• _Work to complete_: Once the pictures are set aside, reproduce the entries below exactly.

=== Begin Enclosure ===

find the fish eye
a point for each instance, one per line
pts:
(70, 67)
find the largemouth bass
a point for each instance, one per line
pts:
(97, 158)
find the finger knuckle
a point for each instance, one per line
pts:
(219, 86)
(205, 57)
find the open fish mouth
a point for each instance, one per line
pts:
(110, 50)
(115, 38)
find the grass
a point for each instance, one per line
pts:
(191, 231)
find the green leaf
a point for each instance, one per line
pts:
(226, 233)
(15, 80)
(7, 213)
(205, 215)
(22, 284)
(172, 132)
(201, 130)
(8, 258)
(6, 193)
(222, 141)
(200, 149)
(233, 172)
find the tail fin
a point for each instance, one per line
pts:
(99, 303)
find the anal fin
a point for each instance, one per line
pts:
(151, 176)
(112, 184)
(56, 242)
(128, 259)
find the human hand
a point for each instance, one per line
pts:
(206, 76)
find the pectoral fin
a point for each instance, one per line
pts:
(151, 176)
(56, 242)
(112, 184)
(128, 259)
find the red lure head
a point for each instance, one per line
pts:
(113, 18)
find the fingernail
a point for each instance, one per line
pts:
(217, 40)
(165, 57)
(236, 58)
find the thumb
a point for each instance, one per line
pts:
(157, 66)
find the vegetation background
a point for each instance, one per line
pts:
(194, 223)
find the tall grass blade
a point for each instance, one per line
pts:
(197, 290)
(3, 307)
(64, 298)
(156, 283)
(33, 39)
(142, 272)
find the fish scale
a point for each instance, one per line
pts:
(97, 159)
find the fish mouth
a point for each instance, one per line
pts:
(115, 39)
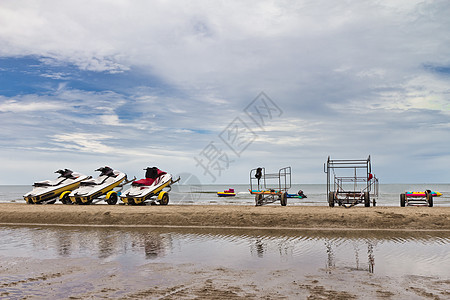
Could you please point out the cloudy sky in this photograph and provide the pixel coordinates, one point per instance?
(216, 88)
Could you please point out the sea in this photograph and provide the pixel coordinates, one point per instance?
(388, 194)
(78, 262)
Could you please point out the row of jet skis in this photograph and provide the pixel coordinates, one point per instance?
(75, 188)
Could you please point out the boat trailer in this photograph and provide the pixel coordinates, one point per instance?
(353, 184)
(270, 187)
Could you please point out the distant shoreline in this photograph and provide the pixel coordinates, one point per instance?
(230, 216)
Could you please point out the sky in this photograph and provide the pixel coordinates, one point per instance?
(213, 89)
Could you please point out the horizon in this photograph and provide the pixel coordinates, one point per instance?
(216, 90)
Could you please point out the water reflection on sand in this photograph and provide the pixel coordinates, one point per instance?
(385, 252)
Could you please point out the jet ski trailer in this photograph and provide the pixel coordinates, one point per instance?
(48, 191)
(107, 186)
(270, 187)
(150, 188)
(418, 198)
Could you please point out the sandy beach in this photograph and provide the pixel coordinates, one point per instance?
(231, 216)
(91, 277)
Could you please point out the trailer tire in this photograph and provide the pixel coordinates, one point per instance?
(331, 199)
(283, 199)
(112, 199)
(402, 200)
(258, 199)
(366, 199)
(429, 198)
(164, 199)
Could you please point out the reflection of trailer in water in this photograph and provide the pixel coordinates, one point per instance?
(270, 187)
(355, 183)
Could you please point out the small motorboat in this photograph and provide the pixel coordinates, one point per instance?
(422, 194)
(227, 193)
(299, 195)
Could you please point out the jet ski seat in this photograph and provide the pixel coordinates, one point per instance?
(64, 174)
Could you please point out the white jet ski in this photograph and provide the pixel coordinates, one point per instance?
(152, 185)
(95, 188)
(47, 191)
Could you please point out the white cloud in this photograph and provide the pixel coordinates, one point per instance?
(349, 76)
(14, 106)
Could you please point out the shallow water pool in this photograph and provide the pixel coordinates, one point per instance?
(115, 262)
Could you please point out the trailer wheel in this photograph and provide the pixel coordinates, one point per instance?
(112, 199)
(402, 200)
(258, 199)
(429, 198)
(331, 199)
(164, 199)
(366, 199)
(283, 199)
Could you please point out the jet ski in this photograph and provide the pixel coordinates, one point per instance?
(47, 191)
(95, 188)
(152, 185)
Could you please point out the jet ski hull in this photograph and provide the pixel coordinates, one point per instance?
(85, 194)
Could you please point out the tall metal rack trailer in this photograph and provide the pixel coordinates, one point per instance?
(350, 182)
(418, 198)
(270, 187)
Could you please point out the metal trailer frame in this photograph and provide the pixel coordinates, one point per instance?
(410, 200)
(274, 186)
(351, 190)
(162, 196)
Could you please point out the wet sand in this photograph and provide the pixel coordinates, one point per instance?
(231, 216)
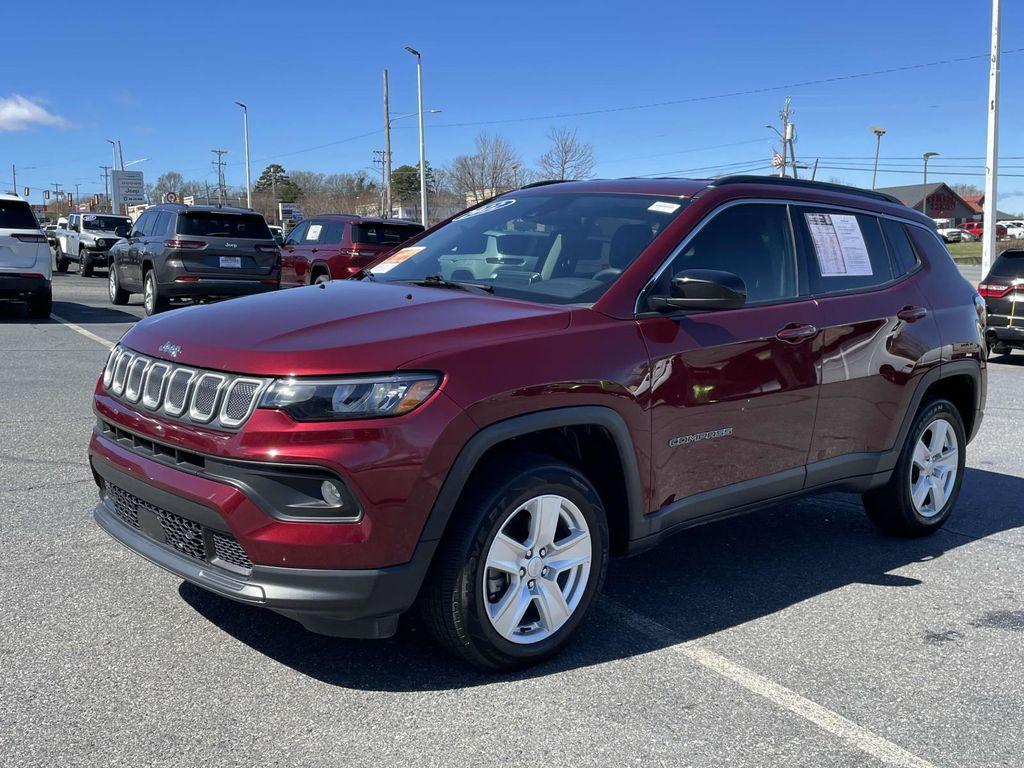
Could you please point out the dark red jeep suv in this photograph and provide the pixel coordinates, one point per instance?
(568, 372)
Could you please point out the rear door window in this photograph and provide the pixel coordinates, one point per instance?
(223, 224)
(379, 233)
(844, 251)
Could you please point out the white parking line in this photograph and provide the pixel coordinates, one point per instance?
(84, 332)
(825, 719)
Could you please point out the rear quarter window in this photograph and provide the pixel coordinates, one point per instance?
(15, 214)
(222, 224)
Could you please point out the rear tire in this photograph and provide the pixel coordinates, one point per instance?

=== End Enclosure ===

• _Answer section_:
find the fish eye
a point for each instance, one per line
pts:
(70, 67)
find the largemouth bass
a point for each instance, one per line
pts:
(97, 158)
find the finger knuckle
a point for each instance, one per line
pts:
(219, 86)
(205, 57)
find the open fish mouth
a point for each instance, one per line
pts:
(110, 50)
(115, 38)
find the grass
a point for each instance, one per line
pts:
(191, 231)
find the green leaf
a point for each instance, one per line
pts:
(226, 233)
(15, 80)
(7, 213)
(205, 215)
(22, 284)
(172, 132)
(201, 130)
(8, 258)
(6, 193)
(222, 141)
(200, 149)
(233, 172)
find the tail fin
a point for each instance, one per line
pts:
(99, 303)
find the anal fin
a point for each instance, one per line
pts:
(151, 176)
(112, 184)
(56, 242)
(128, 259)
find the human hand
a point for each instance, one per line
pts:
(206, 76)
find the pectoral fin
a point for each instance, one per line
pts:
(151, 176)
(56, 242)
(112, 184)
(128, 259)
find the red lure head
a point for each instance, one per line
pts:
(113, 18)
find the fingernail
a point for each instance, one per line
pts:
(217, 40)
(165, 57)
(236, 58)
find the thumb
a point for each instance, one per line
pts:
(157, 66)
find the vegetation background
a point for each instance, one per line
pts:
(194, 223)
find the tall grass blade
a point for each instance, one per line
pts:
(197, 290)
(3, 307)
(64, 298)
(156, 283)
(33, 39)
(142, 272)
find the fish scale
a point for each instance, one per line
pts:
(97, 159)
find the fish mouth
a point for each instance, one per line
pts:
(115, 39)
Could you please point out the cloudy sky in this photograph and provide the pixel coordinates, one point per instance?
(216, 88)
Could you please point out the sea in this photograph and provide the pixel coordinates, one point per instance?
(388, 194)
(78, 262)
Could you please point out the row of jet skis in this photograph and provide the pixel coordinates, one point per instance?
(75, 188)
Could you please point out the boat trailer in this photograph and provide the pixel coordinates, one point per instance?
(353, 184)
(270, 187)
Could you please point out the distant shoreline in this photograph and provide the pixel coordinates, one point per instance?
(230, 216)
Could you please point out the sky in this photograph and provide the pixel coordinates, one point per instance?
(213, 89)
Could you please point out the horizon in this photograph and provide the pixel coordinates, one point per instance?
(216, 90)
Could you please point out the water reflection on sand in this photograph and provide the pixel coordinates, one point per instance?
(385, 252)
Could you please point out the jet ski trailer in this photograph and provide the pixel coordinates, one point per instance?
(48, 191)
(107, 186)
(270, 187)
(150, 188)
(418, 198)
Could you please point out the sandy beach in this photograph and provide the pixel coordinates, one point per instance?
(231, 216)
(91, 277)
Could you please point out the trailer tire in this photograph and provide the pixel coordinates, one point per instance?
(331, 199)
(283, 199)
(112, 199)
(402, 200)
(258, 199)
(366, 199)
(429, 198)
(164, 199)
Could you please point out the reflection of trailer in water in this photograph and provide the pixel coordinates, one point per instance?
(270, 187)
(355, 183)
Could you please point out the small motorboat in this photograph and provide the pixel coordinates, one point per instance?
(422, 194)
(227, 193)
(299, 195)
Could you please point out the jet ski seat in this photograph and provide the pixel coordinates, one point per instance?
(64, 174)
Could you please point out the white jet ski in this photograph and provide the pixel coordinates, one point per instance?
(152, 185)
(95, 188)
(47, 191)
Could you please point out the white cloud in this photograph and provide the pixel coordinates, one point per instance?
(349, 76)
(14, 106)
Could you please point out the shallow water pool in this photograph and provide the pixel coordinates, one point per instance?
(115, 262)
Could you please point out the trailer wheel in this photograph and provide the pixel coordinates, one point per instance?
(112, 199)
(402, 200)
(258, 199)
(429, 198)
(331, 199)
(164, 199)
(366, 199)
(283, 199)
Could you please point out the jet ski in this photograph and provide the pixel coordinates, one point per instance?
(47, 191)
(95, 188)
(152, 185)
Could you please point out the jet ski hull in this photograph and provide the pixel coordinates, one point per instance?
(85, 194)
Could you please point out the tall metal rack trailer in this photograph and provide the pixel coordinates, one point per instance?
(350, 182)
(418, 198)
(270, 187)
Could you please point out the metal trailer frame in this photograph and provide the pixel coordinates, one point per instance?
(410, 200)
(274, 186)
(351, 190)
(162, 196)
Could you please point out the wet sand in this photograph and provide the pixel coordinates, one point per instance?
(231, 216)
Could you please point out the dark red jeep suv in this photograph and provide the pixel coordinates, one point per instance?
(568, 372)
Could you please point out the rear door window in this photograph and provide the pixel coordinates, one point per instance?
(223, 224)
(379, 233)
(844, 251)
Could you please point out the white parking line in this photograph and provide the pixel coordinates, one point per instance?
(84, 332)
(825, 719)
Could you please point out the rear quarter window in this photograph and provide the pixel coordinates, one point per instance?
(15, 214)
(222, 224)
Could you please point out the rear tire in this photograph and provide the pixel coordinates, one point per instance?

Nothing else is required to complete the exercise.